▸ Exercise:
Rewrite the lines in the rows below as a numbered list. Include only the lines from the one containing "the boy diver" through the one containing "column 59, row 49", both ends included, and omit any blank lines.

▸ Dataset entries:
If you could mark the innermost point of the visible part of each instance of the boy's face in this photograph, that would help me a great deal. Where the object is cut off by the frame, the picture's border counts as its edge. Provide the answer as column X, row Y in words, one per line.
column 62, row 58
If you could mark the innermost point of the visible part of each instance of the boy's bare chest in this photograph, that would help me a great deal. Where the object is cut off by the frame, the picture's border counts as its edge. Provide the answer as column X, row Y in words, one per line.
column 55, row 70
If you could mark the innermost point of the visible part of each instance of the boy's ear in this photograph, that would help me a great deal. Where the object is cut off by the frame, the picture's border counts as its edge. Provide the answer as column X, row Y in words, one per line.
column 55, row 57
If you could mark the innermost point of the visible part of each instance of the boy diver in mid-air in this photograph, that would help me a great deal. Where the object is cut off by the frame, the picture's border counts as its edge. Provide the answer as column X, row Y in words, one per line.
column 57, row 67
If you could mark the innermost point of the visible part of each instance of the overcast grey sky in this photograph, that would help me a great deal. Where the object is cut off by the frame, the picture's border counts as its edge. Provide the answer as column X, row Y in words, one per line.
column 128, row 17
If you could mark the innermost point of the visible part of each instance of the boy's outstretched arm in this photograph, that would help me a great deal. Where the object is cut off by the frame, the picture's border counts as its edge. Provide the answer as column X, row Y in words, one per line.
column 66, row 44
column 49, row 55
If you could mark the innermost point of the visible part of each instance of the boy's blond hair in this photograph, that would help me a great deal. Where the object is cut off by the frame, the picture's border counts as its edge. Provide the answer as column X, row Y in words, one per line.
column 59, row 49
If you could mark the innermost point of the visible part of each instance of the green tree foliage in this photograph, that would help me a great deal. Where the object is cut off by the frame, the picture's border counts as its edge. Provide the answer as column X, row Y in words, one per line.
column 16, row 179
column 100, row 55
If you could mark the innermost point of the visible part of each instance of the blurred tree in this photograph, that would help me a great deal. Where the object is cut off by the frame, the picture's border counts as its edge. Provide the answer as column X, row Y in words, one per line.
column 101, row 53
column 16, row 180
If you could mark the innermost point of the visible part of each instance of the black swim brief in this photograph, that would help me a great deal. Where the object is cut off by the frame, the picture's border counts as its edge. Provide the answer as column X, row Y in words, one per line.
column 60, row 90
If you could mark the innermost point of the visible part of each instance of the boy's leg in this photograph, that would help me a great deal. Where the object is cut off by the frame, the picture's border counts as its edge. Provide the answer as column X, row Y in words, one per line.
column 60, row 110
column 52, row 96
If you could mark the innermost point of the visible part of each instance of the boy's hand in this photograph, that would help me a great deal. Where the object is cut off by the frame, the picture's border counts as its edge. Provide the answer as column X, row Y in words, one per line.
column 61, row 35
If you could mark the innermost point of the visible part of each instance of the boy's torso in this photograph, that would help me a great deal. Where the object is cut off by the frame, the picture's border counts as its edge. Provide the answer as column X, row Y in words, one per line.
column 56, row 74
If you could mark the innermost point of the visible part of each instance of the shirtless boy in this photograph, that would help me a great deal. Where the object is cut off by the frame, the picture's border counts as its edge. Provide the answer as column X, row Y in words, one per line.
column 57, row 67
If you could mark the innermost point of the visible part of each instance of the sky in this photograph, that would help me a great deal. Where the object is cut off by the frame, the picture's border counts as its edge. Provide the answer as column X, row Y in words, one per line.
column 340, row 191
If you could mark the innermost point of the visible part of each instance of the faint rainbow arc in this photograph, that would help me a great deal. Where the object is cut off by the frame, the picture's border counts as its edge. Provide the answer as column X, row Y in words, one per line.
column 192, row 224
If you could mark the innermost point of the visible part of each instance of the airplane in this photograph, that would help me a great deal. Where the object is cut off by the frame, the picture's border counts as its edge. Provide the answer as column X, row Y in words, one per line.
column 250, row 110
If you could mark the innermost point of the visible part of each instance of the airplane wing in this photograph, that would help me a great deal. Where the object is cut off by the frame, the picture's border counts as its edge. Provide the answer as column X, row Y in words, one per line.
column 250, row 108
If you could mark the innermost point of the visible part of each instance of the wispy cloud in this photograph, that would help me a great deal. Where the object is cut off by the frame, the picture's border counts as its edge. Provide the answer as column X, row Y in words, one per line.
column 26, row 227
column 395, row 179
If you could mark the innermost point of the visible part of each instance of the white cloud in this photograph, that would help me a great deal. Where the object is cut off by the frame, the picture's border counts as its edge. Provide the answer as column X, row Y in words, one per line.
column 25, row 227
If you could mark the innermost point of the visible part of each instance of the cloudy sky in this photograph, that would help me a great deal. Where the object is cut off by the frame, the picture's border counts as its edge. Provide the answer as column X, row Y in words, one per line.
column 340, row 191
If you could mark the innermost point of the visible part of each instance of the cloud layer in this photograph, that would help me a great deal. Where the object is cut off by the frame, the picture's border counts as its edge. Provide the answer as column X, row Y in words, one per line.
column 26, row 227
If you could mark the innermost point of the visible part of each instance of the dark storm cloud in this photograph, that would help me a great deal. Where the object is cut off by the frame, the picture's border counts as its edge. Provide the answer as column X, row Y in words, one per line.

▸ Solution to this exercise:
1. If you could mark the innermost point of the visible part of each instance of the boy diver in mid-air in this photograph, that would help me a great deal. Where the object is cut off by the frame, the picture's border counts as its edge. Provide the answer as column X, row Y in words, one per line.
2. column 57, row 67
3. If you could mark the innermost point of the visible part of each instance of the overcast grey sky in this photograph, that would help me a great deal. Where the object is cut off by the frame, the picture's border counts as its edge. Provide the answer as column X, row Y in words, one per line.
4. column 128, row 17
5. If you could mark the innermost point of the visible part of each instance of the boy's outstretched arm in this photograph, that would help me a great deal. Where the object is cut off by the frame, the picture's border counts as its edge. Provide the answer as column X, row Y in words, one per line.
6. column 66, row 44
7. column 49, row 55
8. If you could mark the innermost point of the visible part of each instance of the boy's blond hair in this photograph, that would help me a great deal. Where the object is cut off by the frame, the picture's border counts as its edge. Provide the answer as column X, row Y in words, one per line.
9. column 59, row 49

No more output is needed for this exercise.